Exercise brief
Can you turn the paragraph in the EUROBFNS text that begins "We were able to structure a European network" into a short bulleted list that keeps its main facts?

EUROBFNS

Benign Familial Neonatal Seizures syndrome (BFNS) is a rare form of epilepsy that affects newborns. It is characterized by recurrent epileptic seizures that begin in the first days of life and remit spontaneously after few weeks or months. This disorder is age-dependent and genetically determined and may affect different member of a family. Mutations in two genes have been identified in patients with BFNS, EBN1 (20q13.3) and EBN2 (8q24), encoding respectively for KCNQ2 and KCNQ3, two neuronal potassium channels genes that are responsible for the regulation of excitability of the neuronal cells. While this particular form of epilepsy is self-limiting, we believe that understanding its mechanisms can teach us something relevant to the pathogenesis of more common epilepsy types that affect so many people. Indeed, potassium channels appear as an emerging target for pharmacological interventions directed against human hyperexcitability diseases, including epilepsy. Indeed, Retigabine is a new anti-epileptic drugs that acts by opening the neuronal potassium channels. Retigabine is in late-stage development for the treatment of focal seizures in adult patients and is considered as a promising effective and safe therapy for children with epilepsy. EUROBFNS is a collaborative translational research project. Our study was designed to integrate the research done in the laboratory and the research done in the clinical setting toward the development of new therapies for epilepsy.
The main aim of this project was to expand the clinical and genetic knowledge of a rare disease such as BFNS, in order unravel the complex relationship existing between potassium channels malfunctioning and clinical manifestations in BFNS-affected patients. Our European network includes clinical researchers and basic scientists. By working together, we were able to identify novel genetic abnormalities in BFNS families, to expand clinical knowledge of this disorder through genotype-phenotype correlations. By understanding the structural implications of the gating changes prompted by BFNS-causing mutations we were able to define the functional consequences of these mutations on the regulation of potassium channels. We believe that understanding the specific molecularaspects of this peculiar disorder will lead to novel pharmacological compounds for treating refractory epilepsies in both children and adults.

We were able to structure a European network that is now in place and serve as a crossroad for data and samples collection, sceering and follow-up of affected families. We achieved a critical mass of patients and studied them by sequencing for mutations KCNQ2 and KCNQ3. Patients who tested negative were tested for deletions by MLPA (Multiplex Ligationdependent Probe Amplification). Novel mutations have been characterized electrophysiologically and we could demonstrate that a dynamic developmental reorganization at a molecular level takes place in the first weeks of life, accounting for the transient epileptic phenotype in these patients.

Information provided
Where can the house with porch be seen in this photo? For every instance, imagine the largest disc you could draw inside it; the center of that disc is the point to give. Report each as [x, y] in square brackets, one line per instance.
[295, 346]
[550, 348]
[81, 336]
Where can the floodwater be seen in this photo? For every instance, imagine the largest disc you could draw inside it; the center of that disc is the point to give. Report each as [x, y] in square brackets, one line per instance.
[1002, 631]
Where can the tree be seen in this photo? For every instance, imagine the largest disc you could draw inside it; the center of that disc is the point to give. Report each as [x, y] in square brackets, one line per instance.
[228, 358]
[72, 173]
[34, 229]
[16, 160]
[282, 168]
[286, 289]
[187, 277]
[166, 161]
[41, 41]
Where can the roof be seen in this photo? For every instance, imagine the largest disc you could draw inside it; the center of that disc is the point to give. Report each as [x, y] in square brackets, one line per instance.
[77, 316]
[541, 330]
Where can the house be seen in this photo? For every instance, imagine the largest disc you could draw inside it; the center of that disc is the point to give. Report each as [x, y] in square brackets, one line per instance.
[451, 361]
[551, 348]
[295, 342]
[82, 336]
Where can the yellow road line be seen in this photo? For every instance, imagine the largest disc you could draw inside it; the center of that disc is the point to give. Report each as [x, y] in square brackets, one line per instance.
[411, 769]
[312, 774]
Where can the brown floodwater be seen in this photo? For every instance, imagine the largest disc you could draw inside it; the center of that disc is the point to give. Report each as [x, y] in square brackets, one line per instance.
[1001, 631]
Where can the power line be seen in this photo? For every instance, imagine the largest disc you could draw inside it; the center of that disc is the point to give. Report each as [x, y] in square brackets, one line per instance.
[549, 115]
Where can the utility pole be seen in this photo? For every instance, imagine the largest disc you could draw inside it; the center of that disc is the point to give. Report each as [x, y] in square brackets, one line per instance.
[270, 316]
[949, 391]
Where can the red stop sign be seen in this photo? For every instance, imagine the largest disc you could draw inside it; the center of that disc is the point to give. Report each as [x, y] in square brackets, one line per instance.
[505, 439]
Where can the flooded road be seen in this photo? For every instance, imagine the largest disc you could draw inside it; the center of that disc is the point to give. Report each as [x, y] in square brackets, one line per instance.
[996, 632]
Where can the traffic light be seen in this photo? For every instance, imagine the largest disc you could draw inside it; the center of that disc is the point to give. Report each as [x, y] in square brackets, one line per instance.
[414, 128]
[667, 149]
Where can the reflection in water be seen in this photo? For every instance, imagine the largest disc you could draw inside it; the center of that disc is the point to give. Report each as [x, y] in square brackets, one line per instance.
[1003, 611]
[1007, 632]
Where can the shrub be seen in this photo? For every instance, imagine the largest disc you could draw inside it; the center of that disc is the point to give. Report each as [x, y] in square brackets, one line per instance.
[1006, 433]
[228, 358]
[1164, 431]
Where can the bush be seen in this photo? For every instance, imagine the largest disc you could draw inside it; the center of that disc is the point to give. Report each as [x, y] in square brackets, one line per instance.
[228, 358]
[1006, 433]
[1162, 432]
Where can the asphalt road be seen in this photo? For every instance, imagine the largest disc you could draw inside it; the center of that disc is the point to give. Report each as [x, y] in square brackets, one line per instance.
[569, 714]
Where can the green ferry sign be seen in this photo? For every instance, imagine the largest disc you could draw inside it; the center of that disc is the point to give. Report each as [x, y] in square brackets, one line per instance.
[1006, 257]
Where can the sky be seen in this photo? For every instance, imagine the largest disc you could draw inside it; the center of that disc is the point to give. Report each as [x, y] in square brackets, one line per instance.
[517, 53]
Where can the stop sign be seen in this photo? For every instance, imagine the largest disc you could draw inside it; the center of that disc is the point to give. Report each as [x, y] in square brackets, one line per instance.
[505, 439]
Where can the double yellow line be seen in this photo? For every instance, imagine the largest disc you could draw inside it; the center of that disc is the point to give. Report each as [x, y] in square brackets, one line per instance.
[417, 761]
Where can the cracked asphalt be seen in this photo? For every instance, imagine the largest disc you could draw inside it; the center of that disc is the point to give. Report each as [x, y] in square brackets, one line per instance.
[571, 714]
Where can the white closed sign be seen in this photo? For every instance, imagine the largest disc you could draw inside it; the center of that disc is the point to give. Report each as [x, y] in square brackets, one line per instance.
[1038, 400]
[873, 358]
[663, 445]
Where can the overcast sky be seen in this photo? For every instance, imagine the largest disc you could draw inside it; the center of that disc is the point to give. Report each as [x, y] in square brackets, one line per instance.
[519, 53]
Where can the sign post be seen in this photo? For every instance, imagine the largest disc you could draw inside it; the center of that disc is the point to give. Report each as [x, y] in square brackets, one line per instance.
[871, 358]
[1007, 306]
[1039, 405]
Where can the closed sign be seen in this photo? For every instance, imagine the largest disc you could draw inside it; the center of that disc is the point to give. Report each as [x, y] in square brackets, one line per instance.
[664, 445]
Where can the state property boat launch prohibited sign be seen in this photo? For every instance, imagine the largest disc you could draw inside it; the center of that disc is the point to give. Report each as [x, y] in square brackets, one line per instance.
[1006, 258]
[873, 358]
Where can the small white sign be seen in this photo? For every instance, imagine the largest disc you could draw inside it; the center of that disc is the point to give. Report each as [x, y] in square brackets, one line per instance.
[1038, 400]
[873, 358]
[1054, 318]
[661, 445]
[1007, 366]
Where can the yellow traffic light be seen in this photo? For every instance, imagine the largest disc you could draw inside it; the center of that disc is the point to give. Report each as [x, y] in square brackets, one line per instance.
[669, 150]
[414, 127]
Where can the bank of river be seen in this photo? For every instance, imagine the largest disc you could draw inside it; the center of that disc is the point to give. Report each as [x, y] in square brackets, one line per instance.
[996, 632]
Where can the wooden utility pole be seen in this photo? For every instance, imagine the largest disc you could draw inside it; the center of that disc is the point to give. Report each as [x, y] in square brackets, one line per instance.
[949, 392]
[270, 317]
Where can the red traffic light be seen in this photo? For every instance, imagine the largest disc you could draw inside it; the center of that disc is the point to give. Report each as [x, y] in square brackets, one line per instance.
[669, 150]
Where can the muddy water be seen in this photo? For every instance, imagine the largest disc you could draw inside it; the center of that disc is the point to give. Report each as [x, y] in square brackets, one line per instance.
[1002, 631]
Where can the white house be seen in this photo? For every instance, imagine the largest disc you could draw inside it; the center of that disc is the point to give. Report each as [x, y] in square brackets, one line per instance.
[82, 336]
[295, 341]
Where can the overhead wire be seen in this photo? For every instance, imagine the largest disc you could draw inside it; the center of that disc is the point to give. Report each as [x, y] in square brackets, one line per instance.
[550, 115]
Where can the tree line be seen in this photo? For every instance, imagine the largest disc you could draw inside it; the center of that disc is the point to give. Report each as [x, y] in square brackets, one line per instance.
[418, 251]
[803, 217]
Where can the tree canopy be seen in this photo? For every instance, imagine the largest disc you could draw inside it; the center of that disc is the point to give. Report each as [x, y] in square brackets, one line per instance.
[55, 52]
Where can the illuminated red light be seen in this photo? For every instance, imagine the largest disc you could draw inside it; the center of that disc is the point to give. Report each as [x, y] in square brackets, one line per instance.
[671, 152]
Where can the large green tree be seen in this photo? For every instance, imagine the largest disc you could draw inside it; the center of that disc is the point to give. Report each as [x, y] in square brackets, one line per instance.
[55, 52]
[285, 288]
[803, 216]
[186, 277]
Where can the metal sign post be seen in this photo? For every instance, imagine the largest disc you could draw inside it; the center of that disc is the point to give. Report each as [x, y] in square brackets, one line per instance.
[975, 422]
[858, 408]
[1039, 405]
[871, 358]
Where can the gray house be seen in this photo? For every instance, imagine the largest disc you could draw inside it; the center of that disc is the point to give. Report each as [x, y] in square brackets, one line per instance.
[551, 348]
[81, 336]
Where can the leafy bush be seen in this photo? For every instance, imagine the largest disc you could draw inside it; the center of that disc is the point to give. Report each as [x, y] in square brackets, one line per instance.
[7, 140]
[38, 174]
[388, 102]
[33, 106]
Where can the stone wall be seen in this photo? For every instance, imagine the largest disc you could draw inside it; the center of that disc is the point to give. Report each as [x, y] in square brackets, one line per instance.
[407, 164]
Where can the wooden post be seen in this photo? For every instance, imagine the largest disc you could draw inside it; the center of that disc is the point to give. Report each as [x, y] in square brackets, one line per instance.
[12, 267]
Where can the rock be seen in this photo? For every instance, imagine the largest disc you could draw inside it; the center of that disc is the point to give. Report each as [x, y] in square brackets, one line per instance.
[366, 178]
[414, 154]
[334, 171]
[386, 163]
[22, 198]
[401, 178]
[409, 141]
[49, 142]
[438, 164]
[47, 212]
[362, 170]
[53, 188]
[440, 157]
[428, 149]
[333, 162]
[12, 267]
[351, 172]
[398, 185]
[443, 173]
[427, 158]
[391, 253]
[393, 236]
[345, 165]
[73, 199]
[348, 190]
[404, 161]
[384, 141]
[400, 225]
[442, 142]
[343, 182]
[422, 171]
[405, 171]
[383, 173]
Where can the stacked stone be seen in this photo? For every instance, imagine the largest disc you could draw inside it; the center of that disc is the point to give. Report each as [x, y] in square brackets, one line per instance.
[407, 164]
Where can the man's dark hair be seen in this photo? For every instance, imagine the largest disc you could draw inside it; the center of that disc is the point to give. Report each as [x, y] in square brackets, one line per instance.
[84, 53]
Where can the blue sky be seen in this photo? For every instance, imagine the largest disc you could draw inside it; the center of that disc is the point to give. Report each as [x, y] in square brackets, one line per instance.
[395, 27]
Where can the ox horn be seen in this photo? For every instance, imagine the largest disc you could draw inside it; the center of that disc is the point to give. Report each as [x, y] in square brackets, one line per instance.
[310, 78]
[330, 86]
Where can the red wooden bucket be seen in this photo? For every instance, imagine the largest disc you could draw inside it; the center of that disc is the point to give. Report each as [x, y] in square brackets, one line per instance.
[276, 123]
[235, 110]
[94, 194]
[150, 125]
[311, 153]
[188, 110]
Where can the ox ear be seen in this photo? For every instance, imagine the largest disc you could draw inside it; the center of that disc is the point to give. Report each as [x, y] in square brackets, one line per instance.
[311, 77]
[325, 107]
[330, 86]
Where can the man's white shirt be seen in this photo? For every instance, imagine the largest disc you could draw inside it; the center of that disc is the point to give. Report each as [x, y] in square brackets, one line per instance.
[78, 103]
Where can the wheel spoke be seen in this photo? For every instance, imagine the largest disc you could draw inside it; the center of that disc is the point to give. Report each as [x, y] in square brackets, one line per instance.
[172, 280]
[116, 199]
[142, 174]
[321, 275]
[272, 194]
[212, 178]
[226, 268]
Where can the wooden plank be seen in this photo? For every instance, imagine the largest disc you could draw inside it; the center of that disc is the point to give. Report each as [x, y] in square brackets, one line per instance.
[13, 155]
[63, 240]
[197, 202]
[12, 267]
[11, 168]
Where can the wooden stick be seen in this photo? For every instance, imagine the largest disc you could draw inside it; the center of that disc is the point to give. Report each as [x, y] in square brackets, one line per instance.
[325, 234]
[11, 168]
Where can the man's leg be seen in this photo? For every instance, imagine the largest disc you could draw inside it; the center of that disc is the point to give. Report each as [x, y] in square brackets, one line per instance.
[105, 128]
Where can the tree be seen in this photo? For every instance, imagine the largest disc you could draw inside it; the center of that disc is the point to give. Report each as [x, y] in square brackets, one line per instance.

Problem solution
- A European network is now in place and acts as a hub for collecting data and samples and for screening and following up affected families.
- A critical mass of patients was reached, and their KCNQ2 and KCNQ3 genes were sequenced for mutations.
- Patients who tested negative were tested for deletions by MLPA.
- Novel mutations were characterized electrophysiologically.
- A dynamic developmental reorganization at the molecular level takes place in the first weeks of life, which accounts for the transient epileptic phenotype in these patients.